We next examined a range of presynaptic Vm in PC-PC pairs that showed IPSP facilitation to determine the threshold depolarization for inducing facilitation and the Vm-dependence of facilitation (Figure 3A–B). None of the nine connections tested showed facilitation when the presynaptic PC was depolarized by only 3–5 mV. However, 5–10 mV depolarization resulted in IPSP facilitation in 24% (n = 4/17) of the connections tested. The percentage of pairs exhibiting facilitation increased to 100% for depolarization more than 20 mV (n = 11/11, Figure 3C). The IPSP amplitudes also increased and their onset latencies decreased with increasing depolarization of the PC, as compared to those observed at the resting Vm. As shown in Figure 3D–E, for pairs that exhibited disynaptic facilitation (n = 20), the average IPSP amplitude (including failures) increased progressively with presynaptic depolarization (r = 0.95, 5.7% per mV), whereas the onset latency decreased accordingly (r = −0.80, 0.8% per mV). Again, the increase in IPSP amplitude was partially due to the decrease of failure rate (Figure 3F).

Prompt 1 >> Condense the paragraph of the passage on IPSP facilitation that begins "We next examined a range of presynaptic Vm" into a short bulleted list that keeps its main findings.
Prompt 2 >> According to the passage on IPSP facilitation, what proportion of PC-PC connections showed facilitation when the presynaptic PC was depolarized by 5–10 mV?
Prompt 3 >> Carry on the passage on IPSP facilitation from its final sentence, in the same formal style.

Listed entries >>
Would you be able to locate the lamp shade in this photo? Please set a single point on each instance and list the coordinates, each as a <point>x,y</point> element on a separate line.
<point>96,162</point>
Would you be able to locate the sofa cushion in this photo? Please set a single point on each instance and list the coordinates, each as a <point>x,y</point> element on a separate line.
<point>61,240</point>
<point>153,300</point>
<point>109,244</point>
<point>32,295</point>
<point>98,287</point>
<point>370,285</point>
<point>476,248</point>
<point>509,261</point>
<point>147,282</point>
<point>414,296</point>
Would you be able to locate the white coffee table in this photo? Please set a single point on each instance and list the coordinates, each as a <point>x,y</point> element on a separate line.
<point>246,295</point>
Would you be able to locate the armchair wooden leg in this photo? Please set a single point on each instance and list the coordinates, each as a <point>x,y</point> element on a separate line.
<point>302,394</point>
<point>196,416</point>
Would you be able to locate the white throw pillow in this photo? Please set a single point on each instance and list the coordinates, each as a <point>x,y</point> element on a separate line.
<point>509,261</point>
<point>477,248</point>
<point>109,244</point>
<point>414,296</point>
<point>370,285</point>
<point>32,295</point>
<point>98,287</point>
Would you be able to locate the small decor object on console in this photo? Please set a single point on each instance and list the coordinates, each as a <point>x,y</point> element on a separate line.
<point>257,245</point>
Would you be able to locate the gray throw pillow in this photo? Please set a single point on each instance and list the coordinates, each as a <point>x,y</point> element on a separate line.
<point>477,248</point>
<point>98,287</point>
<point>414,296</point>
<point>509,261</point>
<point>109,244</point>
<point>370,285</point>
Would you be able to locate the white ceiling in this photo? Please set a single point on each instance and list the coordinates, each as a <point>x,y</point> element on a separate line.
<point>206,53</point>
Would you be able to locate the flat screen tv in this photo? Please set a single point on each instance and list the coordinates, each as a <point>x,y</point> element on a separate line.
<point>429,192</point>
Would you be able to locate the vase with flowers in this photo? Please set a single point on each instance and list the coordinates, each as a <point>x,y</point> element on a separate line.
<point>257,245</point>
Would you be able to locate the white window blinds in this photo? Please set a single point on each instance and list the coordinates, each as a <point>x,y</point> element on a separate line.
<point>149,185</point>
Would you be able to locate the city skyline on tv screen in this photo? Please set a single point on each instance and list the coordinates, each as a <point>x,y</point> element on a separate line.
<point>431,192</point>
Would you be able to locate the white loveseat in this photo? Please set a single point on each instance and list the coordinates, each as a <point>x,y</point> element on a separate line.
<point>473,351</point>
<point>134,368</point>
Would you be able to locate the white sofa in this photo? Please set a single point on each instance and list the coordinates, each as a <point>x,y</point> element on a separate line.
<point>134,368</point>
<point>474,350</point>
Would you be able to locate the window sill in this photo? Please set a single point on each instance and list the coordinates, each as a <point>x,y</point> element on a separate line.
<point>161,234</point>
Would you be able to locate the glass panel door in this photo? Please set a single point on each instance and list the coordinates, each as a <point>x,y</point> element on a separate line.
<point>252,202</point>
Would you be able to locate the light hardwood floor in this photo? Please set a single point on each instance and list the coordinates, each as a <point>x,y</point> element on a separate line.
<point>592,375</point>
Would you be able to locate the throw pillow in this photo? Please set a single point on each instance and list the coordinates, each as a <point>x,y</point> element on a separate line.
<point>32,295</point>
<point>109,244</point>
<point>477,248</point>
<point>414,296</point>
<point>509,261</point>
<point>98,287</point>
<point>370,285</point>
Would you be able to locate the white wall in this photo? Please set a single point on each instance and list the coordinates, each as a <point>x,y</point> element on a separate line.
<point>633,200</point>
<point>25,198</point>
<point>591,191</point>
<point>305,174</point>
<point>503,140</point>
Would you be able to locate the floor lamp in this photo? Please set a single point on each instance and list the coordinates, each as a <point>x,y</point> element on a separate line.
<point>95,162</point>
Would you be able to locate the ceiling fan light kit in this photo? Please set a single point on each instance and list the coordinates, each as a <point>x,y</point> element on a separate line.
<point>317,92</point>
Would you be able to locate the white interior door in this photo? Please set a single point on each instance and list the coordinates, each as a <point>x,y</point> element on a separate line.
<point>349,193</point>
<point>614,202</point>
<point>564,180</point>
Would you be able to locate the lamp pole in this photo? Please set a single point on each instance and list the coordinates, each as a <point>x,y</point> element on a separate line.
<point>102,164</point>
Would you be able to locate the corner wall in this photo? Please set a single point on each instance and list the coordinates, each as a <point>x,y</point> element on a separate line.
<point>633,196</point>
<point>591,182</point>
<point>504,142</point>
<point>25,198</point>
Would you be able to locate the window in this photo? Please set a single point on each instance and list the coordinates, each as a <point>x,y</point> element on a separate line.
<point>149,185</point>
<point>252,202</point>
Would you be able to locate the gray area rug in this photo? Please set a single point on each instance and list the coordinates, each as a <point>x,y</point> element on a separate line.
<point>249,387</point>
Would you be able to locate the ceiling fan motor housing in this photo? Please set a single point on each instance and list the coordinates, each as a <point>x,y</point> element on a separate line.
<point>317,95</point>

Response box 1 >>
- Presynaptic Vm was varied in PC-PC pairs showing IPSP facilitation to find the threshold depolarization for facilitation and its Vm-dependence (Figure 3A–B).
- 3–5 mV depolarization: no facilitation in any of the nine connections tested.
- 5–10 mV depolarization: facilitation in 24% of connections (n = 4/17).
- More than 20 mV depolarization: facilitation in 100% of pairs (n = 11/11, Figure 3C).
- Compared with resting Vm, greater PC depolarization increased IPSP amplitude and decreased onset latency.
- In pairs with disynaptic facilitation (n = 20), average IPSP amplitude, including failures, rose with depolarization (r = 0.95, 5.7% per mV), and onset latency fell (r = −0.80, 0.8% per mV) (Figure 3D–E).
- The amplitude increase was partly due to a lower failure rate (Figure 3F).

Response box 2 >> 24% of the connections tested (n = 4/17).

Response box 3 >>
(A) Example PC-PC paired recording showing that the amplitude of disynaptic IPSP was closely associated with presynaptic Vm levels. (B) Overlay of the averaged IPSPs at different presynaptic Vm levels. Notice the changes of the IPSP amplitude and onset latency. Same PC-PC pair as in (A). (C) Bar plot of percentage of pairs that showed facilitation of disynaptic IPSPs at different levels of presynaptic depolarization. Notice that depolarization progressively increased the percentage of pairs that exhibited facilitation. (D) Group data showing that the IPSP amplitude correlated closely with the level of depolarization. (E) Onset latency shortened with depolarizing Vm. (F) Failure rate of the disynaptic IPSPs decreased with depolarizing Vm. Red lines indicate linear fits of the data. Data were shown as mean ± s.e.m.
Together, these results show that a relatively small Vm shift of 5–10 mV of the presynaptic PC can alter the amplitude and the onset latency of disynaptic IPSPs received by its neighboring neurons, indicating a robust Vm-dependent modulation of slow recurrent inhibition.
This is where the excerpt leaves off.